- _Work request_
What follows is a set of records. Retype them exactly, leaving out the pictures.

*** Data to process ***

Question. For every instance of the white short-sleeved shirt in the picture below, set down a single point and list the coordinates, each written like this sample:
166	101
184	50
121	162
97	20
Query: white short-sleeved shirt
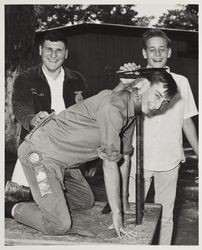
163	148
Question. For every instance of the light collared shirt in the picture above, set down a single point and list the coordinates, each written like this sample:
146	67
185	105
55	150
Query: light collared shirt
56	88
163	141
100	126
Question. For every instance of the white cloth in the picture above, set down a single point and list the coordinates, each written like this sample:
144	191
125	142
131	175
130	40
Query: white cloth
56	89
57	103
163	140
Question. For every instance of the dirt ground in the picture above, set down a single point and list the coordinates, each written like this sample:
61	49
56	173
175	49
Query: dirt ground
186	228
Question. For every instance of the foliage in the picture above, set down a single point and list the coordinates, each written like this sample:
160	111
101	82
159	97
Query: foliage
50	16
19	35
19	38
184	18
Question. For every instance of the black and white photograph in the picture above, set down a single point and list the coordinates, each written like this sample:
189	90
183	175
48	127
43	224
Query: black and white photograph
101	124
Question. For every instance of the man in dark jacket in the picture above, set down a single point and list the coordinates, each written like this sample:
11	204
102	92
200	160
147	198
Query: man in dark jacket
33	88
41	90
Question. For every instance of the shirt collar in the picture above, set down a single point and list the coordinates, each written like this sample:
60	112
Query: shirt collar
60	76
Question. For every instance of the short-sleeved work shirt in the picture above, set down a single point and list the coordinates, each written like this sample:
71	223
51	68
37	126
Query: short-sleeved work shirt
163	141
100	126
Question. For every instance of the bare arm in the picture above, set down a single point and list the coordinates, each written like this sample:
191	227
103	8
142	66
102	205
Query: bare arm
191	134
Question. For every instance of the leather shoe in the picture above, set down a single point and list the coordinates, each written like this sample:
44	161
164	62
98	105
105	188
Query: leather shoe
17	193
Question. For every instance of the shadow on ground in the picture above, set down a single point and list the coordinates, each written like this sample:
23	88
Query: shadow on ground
186	206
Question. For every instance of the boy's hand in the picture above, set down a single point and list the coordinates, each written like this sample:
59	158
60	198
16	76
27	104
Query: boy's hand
38	118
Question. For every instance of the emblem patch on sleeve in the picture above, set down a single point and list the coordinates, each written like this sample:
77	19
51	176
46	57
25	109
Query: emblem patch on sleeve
40	174
78	96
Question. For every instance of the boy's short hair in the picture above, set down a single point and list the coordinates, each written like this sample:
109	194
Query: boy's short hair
168	82
53	36
155	33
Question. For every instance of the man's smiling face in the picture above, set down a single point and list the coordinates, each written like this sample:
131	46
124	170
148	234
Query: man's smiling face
157	52
53	54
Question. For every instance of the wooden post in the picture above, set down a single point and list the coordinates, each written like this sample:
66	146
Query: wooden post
139	189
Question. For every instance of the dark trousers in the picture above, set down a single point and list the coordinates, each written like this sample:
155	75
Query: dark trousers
50	212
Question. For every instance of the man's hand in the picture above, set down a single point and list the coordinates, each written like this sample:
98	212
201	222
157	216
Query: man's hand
119	227
129	208
38	118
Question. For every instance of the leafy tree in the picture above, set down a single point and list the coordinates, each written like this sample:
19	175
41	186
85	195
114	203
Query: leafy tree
50	16
19	37
185	18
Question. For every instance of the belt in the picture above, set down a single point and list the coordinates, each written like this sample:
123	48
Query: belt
47	119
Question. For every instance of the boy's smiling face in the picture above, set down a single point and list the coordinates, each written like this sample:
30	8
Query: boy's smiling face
157	52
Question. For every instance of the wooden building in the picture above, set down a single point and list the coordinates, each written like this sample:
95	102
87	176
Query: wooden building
94	47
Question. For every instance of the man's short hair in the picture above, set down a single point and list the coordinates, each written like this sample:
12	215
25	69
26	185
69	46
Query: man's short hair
168	82
155	33
53	36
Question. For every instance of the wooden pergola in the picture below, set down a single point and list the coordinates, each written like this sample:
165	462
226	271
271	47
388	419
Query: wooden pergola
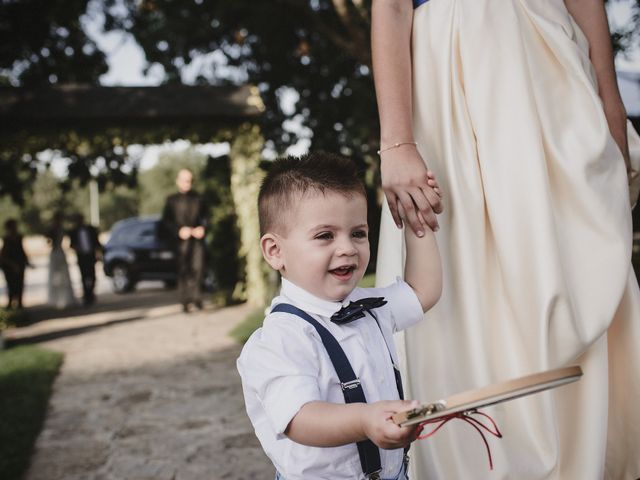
74	116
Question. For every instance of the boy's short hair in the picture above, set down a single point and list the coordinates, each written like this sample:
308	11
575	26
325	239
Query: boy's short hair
291	177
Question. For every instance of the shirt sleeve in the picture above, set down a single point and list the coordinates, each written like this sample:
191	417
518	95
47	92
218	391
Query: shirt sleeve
403	305
280	366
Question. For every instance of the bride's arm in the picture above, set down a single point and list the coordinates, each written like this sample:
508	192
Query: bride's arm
404	174
591	17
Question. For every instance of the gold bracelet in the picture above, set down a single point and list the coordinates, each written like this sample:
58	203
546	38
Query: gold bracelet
396	145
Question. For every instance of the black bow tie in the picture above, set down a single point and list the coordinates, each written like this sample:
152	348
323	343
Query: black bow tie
356	309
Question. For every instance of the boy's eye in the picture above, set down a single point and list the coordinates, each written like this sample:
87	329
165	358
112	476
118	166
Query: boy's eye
324	236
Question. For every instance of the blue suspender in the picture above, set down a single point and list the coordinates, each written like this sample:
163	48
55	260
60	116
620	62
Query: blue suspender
351	388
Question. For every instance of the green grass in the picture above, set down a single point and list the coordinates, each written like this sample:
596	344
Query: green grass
253	321
26	377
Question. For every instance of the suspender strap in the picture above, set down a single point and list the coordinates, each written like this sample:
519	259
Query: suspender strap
351	388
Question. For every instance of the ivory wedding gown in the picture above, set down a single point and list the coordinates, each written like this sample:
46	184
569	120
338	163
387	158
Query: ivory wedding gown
536	245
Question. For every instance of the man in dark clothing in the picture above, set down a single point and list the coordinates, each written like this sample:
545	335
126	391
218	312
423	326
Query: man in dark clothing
84	240
185	218
13	261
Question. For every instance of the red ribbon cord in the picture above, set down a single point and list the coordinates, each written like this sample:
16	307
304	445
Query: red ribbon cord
466	416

*** End of Data to process ***

- _Result of this task_
Question. For every instance of the white short-sleeved shirt in the picture below, set down a single point and list the coordinates, each written like this sample:
166	101
184	50
121	162
97	20
Query: white short-sleeved shirt
163	148
Question. For every instance of the light collared shirt in the picture above, set down a single point and list the coordinates, each written like this sample:
146	67
185	105
55	150
Query: light collared shirt
56	88
163	141
100	126
Question. For every instance of the white cloth in the picture above, set down a single point and list the coordinates, each written like this sample:
144	191
125	142
131	175
130	40
Query: white cloth
56	89
57	103
163	140
Question. For every instance of the dirt ground in the picture above, set down a single point and list the coordinates, each written like this sample:
61	49
56	173
175	49
Query: dirt ground
186	228
Question. For every instance of the foliage in the picture above, set down a single point and list the coordinates, each written like this sample:
160	111
101	82
159	97
Query: foliage
50	16
19	35
19	38
184	18
Question. For every instance of the black and white photograph in the picture above, set down a single point and list the coordinates, each written like this sample:
189	90
183	175
48	127
43	224
Query: black and white photograph
101	124
Question. For every instance of the man in dark jacket in the picture above, set down a single point and list the coordinates, each written like this sample:
11	204
102	92
200	160
147	198
Query: man in dark jacket
33	88
41	90
Question. For every instance of the shirt collar in the picture above, set down a single point and list the coordinates, each written like this sample:
60	112
Query: shirt collar
60	76
Question. For every instance of the short-sleeved work shirt in the picture above, set down a single point and list the coordinates, each written like this sample:
71	223
51	68
37	126
Query: short-sleeved work shirt
163	141
100	126
Question. For every instance of the bare arm in the picture above, set down a single point and list the coordinates, each written like this sample:
191	227
103	8
142	66
102	205
Query: bare arm
191	134
Question. For every instance of the leather shoe in the picture above, set down a single point and list the coordinates, each written like this sample:
44	161
164	62
98	105
105	188
Query: leather shoe
17	193
Question. For every instance of the shadow on ground in the picture above, set down a single point and list the coordinates, each written like this sample:
23	88
Query: shadow on ground
186	206
Question. For every instance of the boy's hand in the picture above, set down a single point and list the coordinates, each written like this sample:
59	158
60	198
16	76
27	104
Query: boy's hand
38	118
Question. For every instance of the emblem patch on sleeve in the picture above, set down a single point and list the coordinates, each written like this sample:
77	19
51	176
46	57
25	109
Query: emblem patch on sleeve
40	174
78	96
Question. For every instance of the boy's short hair in the picture above, set down a single point and list the coordinates, each written like this sample:
109	194
Query: boy's short hair
168	82
53	36
155	33
Question. For every instance of the man's smiling face in the picture above, set down a single point and list the coordinates, each written like this sample:
131	46
124	170
148	234
Query: man's smiling face
157	52
53	54
Question. For every instance of the wooden post in the picture above, set down a single point and list the coordinates, each written like this sample:
66	146
Query: wooden post
139	189
Question. For every instance of the dark trousers in the picture above, set down a single point and list the coordinates, each written like this sample:
155	75
Query: dark trousers
50	212
Question. For every instance of the man's hand in the picture above, set down a single point and list the coordinates, each written like this sample:
98	212
201	222
157	216
Query: man's hand
119	227
129	208
38	118
Question. For every instance of the leafy tree in the picture above, set down a single point and list the coordinates, each written like this sample:
19	175
41	186
85	195
114	203
Query: leafy tree
50	16
19	37
185	18
Question. For every instance of the belt in the picture above, set down a single point and list the coordinates, each written like this sample:
123	48
Query: belt
47	119
Question. For every instance of the boy's smiling face in the picture above, set down a single point and list the coordinates, each written like this sample:
30	8
Query: boy's smiling face
157	52
Question. For every instance of the wooden building in the picture above, set down a single point and list the coordinates, each written like this sample:
95	102
87	176
Query: wooden building
94	47
Question. For every instance of the man's short hair in the picture above, set down a single point and list the coordinates, each written like this sample:
12	215
25	69
26	185
69	46
Query: man's short hair
168	82
155	33
53	36
Question. For every instance of the wooden pergola in the picture below, set down a single point and list the coordinates, each written like this sample:
165	462
226	271
271	47
388	419
Query: wooden pergola
74	116
Question. For every instance of the boy's short hair in the picture above, set down a single point and list the coordinates, each written like this sample:
308	11
575	26
325	239
Query: boy's short hair
291	177
Question. For every instance of the shirt sleeve in the picture above, set down a single point and list the coordinates, each written like this sample:
191	417
518	95
47	92
218	391
Query: shirt sleeve
403	305
280	366
Question. For every instance of the bride's arm in the picture above, set down a single point and list the coordinates, each written like this sample:
508	192
Query: bride's arm
404	174
591	17
Question. For every instance of the gold bracelet in the picture above, set down a single point and list the coordinates, each written like this sample:
58	203
546	38
Query: gold bracelet
396	145
Question. For every instance of the black bow tie in the picture above, set down a single point and list the coordinates, each written like this sample:
152	348
323	343
Query: black bow tie
356	309
Question. For every instance of the boy's eye in the picture above, set down a single point and list the coordinates, each written like this sample:
87	329
165	358
112	476
118	166
Query: boy's eye
324	236
Question. For every instance of the blue suspender in the picture above, set down a single point and list the coordinates, each written like this sample:
163	48
55	260
60	116
620	62
Query: blue suspender
351	388
Question. For every instance of the green grass in the picture above, set down a single point and list the coordinates, each written like this sample:
596	344
Query: green grass
253	321
26	377
Question. For every instance of the suspender strap in the picture above, set down a single point and list the coordinates, each written like this sample:
519	259
Query: suspender strap
351	388
Question. For every instance of the ivory wedding gown in the picture above, set down a single point and list the coordinates, each written like this sample:
46	184
569	120
338	163
387	158
Query: ivory wedding gown
536	245
Question. For every instance of the man in dark clothing in the picture above, set down a single point and list the coordinates, each written like this sample:
545	335
126	391
218	312
423	326
Query: man in dark clothing
84	240
185	218
13	261
Question. For every instance of the red ribbon cord in the picture above, set down a single point and list the coordinates, each written like this sample:
16	307
304	445
Query: red ribbon cord
466	416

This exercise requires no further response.